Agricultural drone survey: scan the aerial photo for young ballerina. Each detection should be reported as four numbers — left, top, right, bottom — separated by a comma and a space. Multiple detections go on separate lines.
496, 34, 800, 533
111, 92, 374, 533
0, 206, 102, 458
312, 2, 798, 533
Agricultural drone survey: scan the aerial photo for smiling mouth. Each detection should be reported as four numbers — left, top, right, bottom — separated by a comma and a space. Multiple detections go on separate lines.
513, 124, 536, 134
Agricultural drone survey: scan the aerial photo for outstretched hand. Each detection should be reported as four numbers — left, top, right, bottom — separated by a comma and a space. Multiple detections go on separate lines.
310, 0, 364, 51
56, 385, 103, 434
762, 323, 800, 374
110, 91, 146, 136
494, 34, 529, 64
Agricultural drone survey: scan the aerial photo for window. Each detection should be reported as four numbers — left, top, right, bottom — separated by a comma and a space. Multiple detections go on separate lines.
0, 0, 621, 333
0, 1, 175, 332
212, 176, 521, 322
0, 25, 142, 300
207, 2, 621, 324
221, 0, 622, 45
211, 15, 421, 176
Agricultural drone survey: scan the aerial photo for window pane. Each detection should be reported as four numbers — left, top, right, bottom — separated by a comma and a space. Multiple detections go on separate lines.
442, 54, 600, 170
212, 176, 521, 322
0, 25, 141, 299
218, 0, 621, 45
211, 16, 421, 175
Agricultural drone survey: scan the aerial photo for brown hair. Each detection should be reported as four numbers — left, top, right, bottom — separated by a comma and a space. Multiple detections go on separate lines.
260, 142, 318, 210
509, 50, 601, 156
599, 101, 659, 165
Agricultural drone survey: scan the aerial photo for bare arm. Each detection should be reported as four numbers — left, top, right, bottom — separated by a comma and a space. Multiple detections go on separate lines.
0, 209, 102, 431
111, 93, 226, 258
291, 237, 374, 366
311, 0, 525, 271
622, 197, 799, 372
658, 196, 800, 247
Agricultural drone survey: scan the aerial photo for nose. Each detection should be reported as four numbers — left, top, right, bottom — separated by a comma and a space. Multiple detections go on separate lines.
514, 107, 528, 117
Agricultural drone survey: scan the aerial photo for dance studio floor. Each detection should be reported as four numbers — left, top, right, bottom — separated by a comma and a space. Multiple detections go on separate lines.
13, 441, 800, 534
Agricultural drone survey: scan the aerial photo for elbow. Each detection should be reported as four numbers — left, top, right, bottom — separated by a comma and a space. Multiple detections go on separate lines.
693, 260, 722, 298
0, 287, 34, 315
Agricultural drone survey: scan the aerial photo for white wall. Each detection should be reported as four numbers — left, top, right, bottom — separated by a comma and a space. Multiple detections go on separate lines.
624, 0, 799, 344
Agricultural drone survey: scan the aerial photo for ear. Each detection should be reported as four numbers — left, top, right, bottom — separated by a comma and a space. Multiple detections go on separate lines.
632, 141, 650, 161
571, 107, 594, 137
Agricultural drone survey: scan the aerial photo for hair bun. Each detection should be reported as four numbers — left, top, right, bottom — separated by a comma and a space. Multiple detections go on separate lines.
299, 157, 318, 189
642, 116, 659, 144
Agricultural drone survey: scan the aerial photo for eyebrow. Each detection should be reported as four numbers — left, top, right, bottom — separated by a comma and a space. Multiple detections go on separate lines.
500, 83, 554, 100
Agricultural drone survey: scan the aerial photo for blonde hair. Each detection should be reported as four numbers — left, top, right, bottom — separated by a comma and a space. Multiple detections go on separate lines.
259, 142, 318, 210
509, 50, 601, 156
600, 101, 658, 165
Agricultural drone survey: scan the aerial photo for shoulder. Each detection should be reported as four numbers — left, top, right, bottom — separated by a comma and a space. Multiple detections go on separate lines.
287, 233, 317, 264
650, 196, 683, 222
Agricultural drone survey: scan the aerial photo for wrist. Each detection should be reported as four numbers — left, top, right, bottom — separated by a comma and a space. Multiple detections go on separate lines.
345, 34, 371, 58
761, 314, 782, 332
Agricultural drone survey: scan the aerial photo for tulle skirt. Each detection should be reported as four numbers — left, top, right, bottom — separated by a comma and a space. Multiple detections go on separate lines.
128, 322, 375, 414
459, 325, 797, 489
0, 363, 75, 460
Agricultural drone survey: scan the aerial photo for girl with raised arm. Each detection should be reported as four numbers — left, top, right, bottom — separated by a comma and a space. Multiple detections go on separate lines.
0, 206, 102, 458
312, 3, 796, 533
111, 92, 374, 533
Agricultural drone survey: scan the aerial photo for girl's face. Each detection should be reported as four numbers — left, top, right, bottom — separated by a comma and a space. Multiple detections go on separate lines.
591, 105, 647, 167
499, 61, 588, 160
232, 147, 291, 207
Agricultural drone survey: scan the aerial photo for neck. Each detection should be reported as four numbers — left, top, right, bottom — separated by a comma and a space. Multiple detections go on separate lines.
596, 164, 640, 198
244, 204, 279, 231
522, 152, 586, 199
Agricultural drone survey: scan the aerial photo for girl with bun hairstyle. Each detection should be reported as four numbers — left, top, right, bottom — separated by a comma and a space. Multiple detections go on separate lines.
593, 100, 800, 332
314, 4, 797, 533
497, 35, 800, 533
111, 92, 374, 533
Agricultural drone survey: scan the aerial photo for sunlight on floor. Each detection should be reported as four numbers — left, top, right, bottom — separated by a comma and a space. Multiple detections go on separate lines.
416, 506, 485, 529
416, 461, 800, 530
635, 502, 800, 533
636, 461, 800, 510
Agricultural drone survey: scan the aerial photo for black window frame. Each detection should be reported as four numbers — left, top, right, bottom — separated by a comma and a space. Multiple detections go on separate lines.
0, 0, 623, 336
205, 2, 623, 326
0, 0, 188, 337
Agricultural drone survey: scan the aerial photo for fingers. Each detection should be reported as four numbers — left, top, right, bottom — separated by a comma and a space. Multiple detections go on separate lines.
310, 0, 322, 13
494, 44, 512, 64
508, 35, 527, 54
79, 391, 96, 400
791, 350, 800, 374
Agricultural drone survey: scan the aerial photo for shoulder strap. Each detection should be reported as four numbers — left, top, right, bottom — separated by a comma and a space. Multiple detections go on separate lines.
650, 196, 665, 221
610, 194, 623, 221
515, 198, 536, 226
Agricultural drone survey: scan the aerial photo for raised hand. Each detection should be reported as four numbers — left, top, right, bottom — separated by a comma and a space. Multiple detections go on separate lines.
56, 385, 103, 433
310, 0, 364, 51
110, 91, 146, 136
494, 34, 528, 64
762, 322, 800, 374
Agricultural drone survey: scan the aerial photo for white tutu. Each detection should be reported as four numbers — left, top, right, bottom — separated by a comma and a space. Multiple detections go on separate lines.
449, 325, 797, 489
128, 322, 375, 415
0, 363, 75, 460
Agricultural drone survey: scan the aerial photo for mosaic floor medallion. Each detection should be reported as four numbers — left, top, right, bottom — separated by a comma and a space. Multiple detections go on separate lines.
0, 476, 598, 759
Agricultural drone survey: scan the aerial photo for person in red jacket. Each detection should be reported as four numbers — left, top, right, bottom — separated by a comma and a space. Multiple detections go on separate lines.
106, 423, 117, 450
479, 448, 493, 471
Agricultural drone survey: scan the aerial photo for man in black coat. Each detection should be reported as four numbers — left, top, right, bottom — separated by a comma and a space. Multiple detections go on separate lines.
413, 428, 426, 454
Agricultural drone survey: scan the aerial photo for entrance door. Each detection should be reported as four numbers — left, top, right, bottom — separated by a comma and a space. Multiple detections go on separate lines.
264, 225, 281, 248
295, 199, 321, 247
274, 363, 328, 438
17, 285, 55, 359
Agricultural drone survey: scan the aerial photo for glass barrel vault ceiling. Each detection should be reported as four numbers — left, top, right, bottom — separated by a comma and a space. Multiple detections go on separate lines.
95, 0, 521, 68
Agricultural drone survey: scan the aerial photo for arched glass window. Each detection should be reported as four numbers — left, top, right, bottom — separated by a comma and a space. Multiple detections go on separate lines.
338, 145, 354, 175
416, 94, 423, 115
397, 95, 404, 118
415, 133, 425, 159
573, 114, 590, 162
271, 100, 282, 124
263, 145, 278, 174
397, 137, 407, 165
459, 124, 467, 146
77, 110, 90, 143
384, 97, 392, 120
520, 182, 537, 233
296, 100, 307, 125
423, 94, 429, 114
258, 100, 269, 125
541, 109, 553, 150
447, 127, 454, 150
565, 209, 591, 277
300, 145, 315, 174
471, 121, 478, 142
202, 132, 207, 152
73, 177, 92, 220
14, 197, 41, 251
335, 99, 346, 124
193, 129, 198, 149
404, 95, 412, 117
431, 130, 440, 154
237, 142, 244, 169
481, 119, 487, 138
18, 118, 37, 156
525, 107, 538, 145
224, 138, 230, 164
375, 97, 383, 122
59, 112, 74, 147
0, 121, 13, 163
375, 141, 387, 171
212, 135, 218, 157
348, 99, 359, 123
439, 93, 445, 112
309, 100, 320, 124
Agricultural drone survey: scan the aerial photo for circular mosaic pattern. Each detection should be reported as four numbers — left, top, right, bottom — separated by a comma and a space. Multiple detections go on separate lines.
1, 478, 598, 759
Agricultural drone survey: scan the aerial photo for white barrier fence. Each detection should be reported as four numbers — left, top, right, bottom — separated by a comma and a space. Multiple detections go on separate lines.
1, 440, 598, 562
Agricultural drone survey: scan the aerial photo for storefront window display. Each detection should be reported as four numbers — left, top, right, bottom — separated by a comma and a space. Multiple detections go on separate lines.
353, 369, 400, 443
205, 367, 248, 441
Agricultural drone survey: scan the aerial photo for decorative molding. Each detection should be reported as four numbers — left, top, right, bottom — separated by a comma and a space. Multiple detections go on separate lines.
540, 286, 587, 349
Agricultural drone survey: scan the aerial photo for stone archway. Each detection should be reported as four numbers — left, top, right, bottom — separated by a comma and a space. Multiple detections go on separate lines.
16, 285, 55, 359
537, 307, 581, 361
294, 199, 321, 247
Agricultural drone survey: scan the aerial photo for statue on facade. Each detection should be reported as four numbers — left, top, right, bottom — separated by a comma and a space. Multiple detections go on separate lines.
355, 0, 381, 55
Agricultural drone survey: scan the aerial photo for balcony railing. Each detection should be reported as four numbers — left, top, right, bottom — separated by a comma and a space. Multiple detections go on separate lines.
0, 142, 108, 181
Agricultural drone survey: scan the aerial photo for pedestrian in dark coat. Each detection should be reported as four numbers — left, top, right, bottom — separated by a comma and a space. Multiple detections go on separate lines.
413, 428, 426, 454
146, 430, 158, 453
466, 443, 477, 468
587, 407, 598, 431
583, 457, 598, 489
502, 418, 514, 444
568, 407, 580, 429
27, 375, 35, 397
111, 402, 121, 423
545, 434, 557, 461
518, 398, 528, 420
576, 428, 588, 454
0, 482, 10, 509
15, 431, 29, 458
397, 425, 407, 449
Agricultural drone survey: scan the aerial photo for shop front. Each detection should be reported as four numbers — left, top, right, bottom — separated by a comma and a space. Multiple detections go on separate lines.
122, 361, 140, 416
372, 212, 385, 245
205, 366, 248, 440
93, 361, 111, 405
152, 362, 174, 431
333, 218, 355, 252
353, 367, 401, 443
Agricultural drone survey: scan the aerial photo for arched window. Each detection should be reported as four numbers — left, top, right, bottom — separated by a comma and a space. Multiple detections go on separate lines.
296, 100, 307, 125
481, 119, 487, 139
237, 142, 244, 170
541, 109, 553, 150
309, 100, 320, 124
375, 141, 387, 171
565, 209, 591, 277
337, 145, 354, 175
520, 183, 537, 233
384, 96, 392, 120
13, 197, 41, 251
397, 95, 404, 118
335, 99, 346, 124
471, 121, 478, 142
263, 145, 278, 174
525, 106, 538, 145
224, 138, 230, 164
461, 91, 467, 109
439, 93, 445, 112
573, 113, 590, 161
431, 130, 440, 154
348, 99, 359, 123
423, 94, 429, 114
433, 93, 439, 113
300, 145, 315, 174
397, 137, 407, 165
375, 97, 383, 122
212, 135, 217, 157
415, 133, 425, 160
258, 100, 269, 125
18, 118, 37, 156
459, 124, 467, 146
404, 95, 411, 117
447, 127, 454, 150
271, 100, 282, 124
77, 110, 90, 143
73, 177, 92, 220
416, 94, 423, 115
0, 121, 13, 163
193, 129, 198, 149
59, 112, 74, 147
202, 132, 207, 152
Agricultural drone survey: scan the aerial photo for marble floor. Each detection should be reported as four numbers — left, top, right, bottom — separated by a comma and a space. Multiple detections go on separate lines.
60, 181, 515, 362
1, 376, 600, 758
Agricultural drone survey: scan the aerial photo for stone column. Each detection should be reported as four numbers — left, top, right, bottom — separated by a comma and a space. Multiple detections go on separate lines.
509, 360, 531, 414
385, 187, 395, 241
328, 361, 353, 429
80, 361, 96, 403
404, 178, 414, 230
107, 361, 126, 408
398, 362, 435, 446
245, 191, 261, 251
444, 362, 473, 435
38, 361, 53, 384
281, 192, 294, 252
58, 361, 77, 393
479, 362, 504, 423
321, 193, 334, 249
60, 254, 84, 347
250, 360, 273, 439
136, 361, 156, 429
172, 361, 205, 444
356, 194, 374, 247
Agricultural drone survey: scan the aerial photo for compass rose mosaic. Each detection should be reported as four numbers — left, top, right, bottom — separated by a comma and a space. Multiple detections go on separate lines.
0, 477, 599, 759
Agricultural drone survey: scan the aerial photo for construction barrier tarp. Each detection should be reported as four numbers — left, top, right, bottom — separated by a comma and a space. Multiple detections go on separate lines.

▸ **DIRECTIONS FOR THIS TASK**: Begin with the line containing "Agricultural drone survey: scan the aerial photo for marble" and repeat each line exactly until the records above end.

▸ **ANSWER AREA**:
Agricultural drone survey: scan the aerial photo for marble floor. Each detection should be reported as four numbers — left, top, right, bottom — separated by a comma and a space. Multiple detections go on separate lines.
60, 181, 515, 362
1, 376, 600, 758
Agricultural drone survey: scan the aerial photo for stone column. Each detection should be reported as four numbers — left, top, right, bottom — separated by a comma and a space. Multiple detections go on separate lines.
509, 360, 531, 414
385, 187, 395, 241
328, 361, 353, 429
80, 361, 96, 403
404, 178, 414, 230
107, 361, 126, 408
398, 362, 435, 446
245, 191, 261, 251
444, 362, 473, 435
38, 361, 53, 384
281, 192, 294, 252
58, 361, 77, 393
479, 362, 504, 423
321, 193, 334, 249
60, 254, 84, 347
250, 360, 273, 439
136, 361, 156, 429
172, 361, 205, 444
356, 194, 374, 247
Agricultural drone survey: scan the aerial photo for compass rose mosaic. Each detection should be reported as four numbers — left, top, right, bottom — separated by a comma and a space. Multiple detections go on separate lines.
0, 477, 599, 759
Agricultural drone survey: scan the aerial photo for construction barrier tarp. Each detection should be reported as four numbers — left, top, right, bottom — separated by a comma and a space. Multiple detections go on separate lines.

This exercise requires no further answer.